* [Given instruction 1] In the reading on love and remembrance, what does love endure, according to the sentence beginning "Yes, friends"?

* [Reading text]
☆ ☆ ☆ ☆
This is what Jesus promises his friends and this is the beckoning call of Jesus. As he predicts his death, Jesus promises that his death will be reconfigured. God his Father will do something new in him that death will not be the end but life shall be our fate. The home we have built that tumbles down with death of our loved one, in Christ Jesus, shall rise from its rubble and dust as our heavenly Father and our brother Jesus comes to us to make home with us. This is the promise of love, a hope of home.

Our labours of love in heeding to the beckoning call of God who is love, will not be undone by death but find it’s place in him, where death cannot reach, the heart of God, the embrace of God. As Jesus proclaims in this mystic and poetic language: “you will know that I am in my Father, and you in me, and I in you.” This is the promise for us now too that as we labour for love, heaven and earth meets in us as we are grounded and rooted in the one who is love, who has shown us love, who grows love, Father, Son, Holy Spirit, three-in-one, the Holy Trinity.

Yes, friends, love endures all things even death. So let us love. Let us not be swayed by powers other than love, gods other than God who is love, motives other than love. For what is not love shall fall away and love shall remain.

REMEMBERING THOSE WHO HAVE GONE FROM AMONGST US

So today we remember our loved ones, those who have gone from amongst us,                                                      those who have died into the care of God.

We remember those whose lives shaped us, and our life

with them. We acknowledge the sadness and the emptiness; we miss the touch, the companionship, and the shared moments that made our lives together.
☆ ☆ ☆ ☆
* [Given instruction 2] Which lines of the records below contain the word "vegetation"? Copy each of them.

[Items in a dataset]
☆ ☆ ☆ ☆
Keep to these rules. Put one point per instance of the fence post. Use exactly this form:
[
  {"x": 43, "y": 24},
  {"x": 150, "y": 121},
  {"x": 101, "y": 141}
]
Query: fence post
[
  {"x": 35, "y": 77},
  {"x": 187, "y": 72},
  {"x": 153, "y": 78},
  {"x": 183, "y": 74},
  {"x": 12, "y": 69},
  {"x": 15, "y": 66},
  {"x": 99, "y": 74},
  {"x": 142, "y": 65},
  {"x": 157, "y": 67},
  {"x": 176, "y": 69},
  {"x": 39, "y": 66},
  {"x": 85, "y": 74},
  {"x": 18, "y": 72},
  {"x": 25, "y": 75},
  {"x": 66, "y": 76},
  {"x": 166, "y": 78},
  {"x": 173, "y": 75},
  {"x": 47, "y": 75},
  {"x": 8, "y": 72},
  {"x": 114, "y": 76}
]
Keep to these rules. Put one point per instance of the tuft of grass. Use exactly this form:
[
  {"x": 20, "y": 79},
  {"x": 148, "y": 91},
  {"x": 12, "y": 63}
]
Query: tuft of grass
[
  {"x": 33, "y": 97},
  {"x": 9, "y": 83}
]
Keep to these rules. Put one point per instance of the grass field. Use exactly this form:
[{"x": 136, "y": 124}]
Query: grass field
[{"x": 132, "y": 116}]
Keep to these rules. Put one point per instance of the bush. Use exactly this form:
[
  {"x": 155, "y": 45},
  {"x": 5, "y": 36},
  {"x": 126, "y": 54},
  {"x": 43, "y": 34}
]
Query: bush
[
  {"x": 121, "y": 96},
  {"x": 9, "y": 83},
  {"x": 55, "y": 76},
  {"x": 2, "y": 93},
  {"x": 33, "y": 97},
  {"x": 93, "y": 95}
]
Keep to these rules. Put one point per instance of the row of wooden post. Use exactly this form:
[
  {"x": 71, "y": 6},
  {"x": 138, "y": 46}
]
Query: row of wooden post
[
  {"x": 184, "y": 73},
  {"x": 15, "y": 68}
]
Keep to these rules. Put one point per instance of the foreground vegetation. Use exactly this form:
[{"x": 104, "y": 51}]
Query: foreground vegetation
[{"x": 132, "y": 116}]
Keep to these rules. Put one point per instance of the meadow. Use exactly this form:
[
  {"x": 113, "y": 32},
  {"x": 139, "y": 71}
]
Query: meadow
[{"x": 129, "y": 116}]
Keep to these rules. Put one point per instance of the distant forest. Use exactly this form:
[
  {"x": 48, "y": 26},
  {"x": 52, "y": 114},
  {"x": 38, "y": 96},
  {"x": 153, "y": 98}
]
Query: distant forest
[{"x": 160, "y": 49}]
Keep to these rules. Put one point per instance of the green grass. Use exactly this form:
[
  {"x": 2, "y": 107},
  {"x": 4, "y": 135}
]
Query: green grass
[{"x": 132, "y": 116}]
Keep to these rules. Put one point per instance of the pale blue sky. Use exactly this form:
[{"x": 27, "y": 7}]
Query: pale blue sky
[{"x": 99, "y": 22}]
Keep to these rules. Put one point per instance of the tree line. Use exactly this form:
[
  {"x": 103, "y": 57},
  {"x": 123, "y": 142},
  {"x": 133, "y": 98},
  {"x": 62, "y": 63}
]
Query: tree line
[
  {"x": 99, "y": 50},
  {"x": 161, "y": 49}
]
☆ ☆ ☆ ☆
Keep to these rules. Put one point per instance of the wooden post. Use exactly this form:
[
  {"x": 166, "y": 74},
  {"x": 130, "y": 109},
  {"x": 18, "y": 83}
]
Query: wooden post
☆ ☆ ☆ ☆
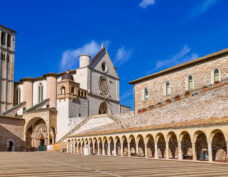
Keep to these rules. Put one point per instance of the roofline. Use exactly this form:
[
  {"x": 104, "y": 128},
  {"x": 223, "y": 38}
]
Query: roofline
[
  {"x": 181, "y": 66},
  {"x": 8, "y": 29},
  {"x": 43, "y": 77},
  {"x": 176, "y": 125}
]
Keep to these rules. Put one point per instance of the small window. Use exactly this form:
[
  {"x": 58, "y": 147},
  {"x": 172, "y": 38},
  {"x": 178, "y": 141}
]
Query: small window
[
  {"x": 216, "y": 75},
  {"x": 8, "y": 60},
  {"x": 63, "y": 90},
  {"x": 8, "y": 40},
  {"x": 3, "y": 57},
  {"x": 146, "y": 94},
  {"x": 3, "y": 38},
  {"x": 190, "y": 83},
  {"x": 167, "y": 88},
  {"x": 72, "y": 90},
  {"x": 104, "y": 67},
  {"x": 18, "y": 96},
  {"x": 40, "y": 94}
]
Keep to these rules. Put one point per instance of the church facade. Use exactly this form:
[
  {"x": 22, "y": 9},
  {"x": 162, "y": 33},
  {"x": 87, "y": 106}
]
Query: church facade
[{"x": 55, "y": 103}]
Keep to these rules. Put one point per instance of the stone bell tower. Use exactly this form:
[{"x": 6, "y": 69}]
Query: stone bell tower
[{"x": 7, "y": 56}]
☆ ☆ ☆ ☆
* [Task answer 1] Love endures all things, even death.

* [Task answer 2]
Keep to these rules. Put one point per instance of the foreground vegetation. Use exactly this form:
Query: foreground vegetation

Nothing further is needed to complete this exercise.